● **TASK GOAL**: Begin at the line containing "Target: white framed window" and retype each line through the end of the records exactly. Include nothing else and no pictures.

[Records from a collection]
::::::
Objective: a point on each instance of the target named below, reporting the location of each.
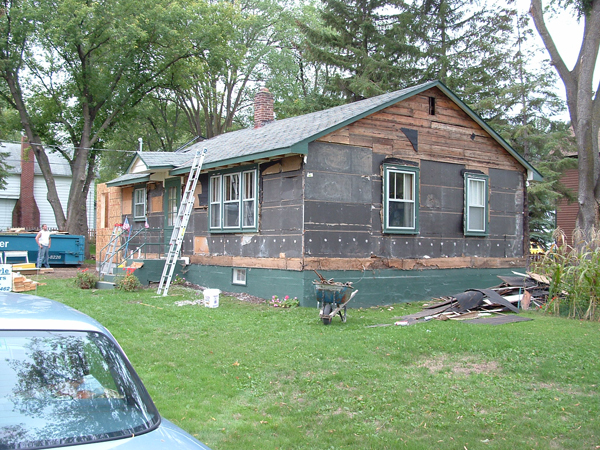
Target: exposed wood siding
(343, 206)
(566, 213)
(108, 213)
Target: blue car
(65, 381)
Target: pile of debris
(519, 292)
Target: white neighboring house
(62, 177)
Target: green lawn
(246, 376)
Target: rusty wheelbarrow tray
(332, 298)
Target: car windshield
(65, 388)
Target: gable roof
(292, 135)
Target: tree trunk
(38, 149)
(582, 109)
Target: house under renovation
(408, 195)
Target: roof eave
(300, 148)
(141, 179)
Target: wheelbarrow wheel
(327, 312)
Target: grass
(246, 376)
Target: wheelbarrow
(332, 298)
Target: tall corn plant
(575, 276)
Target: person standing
(43, 240)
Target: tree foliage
(367, 43)
(84, 66)
(583, 102)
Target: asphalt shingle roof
(292, 135)
(283, 134)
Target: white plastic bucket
(211, 298)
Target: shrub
(287, 302)
(86, 279)
(574, 274)
(128, 283)
(178, 280)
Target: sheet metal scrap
(322, 280)
(479, 305)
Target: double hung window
(400, 199)
(476, 205)
(172, 206)
(233, 201)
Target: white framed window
(139, 203)
(239, 276)
(476, 205)
(249, 199)
(215, 202)
(400, 199)
(233, 201)
(171, 205)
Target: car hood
(166, 437)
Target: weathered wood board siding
(343, 207)
(566, 213)
(108, 213)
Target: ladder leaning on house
(181, 221)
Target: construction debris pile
(519, 292)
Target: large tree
(368, 42)
(218, 85)
(583, 101)
(72, 69)
(466, 45)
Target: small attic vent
(432, 106)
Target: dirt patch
(465, 366)
(71, 272)
(242, 296)
(63, 272)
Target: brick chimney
(26, 213)
(263, 108)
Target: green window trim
(233, 201)
(171, 201)
(476, 207)
(139, 203)
(400, 199)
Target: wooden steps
(20, 283)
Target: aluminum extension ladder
(111, 249)
(181, 221)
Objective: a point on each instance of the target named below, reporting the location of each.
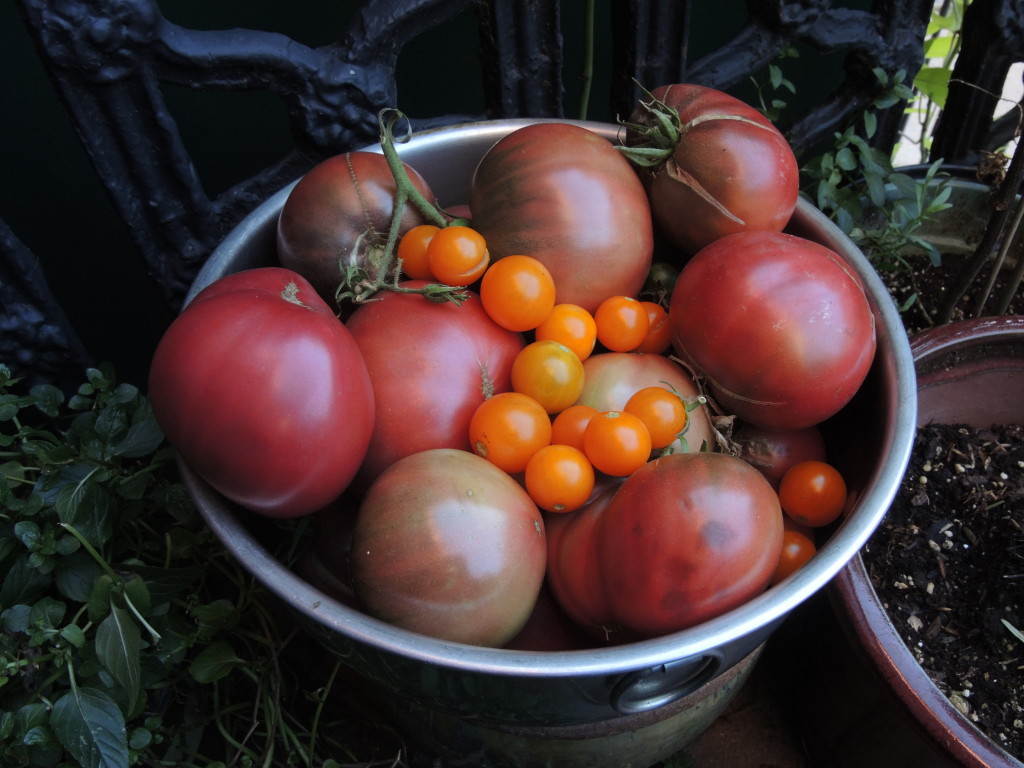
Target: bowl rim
(764, 610)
::::::
● **RESPONSE**:
Target: white framed window
(139, 203)
(239, 276)
(476, 205)
(249, 199)
(215, 202)
(400, 199)
(233, 201)
(171, 205)
Target: car hood
(166, 437)
Target: weathered wood board siding
(343, 207)
(566, 213)
(108, 213)
Target: ladder leaning on house
(181, 221)
Target: construction debris pile
(519, 292)
Target: large tree
(368, 42)
(218, 85)
(583, 101)
(72, 69)
(466, 45)
Target: small attic vent
(432, 106)
Target: dirt patch
(465, 366)
(71, 272)
(242, 296)
(63, 272)
Target: brick chimney
(26, 213)
(263, 108)
Target: green window trim
(233, 201)
(171, 201)
(476, 207)
(139, 203)
(400, 199)
Target: wooden steps
(20, 283)
Target: aluminum extension ladder
(111, 249)
(181, 221)
Objective: a point on each instance of the target named below, reporting the location of each.
Target: bowl rim
(764, 610)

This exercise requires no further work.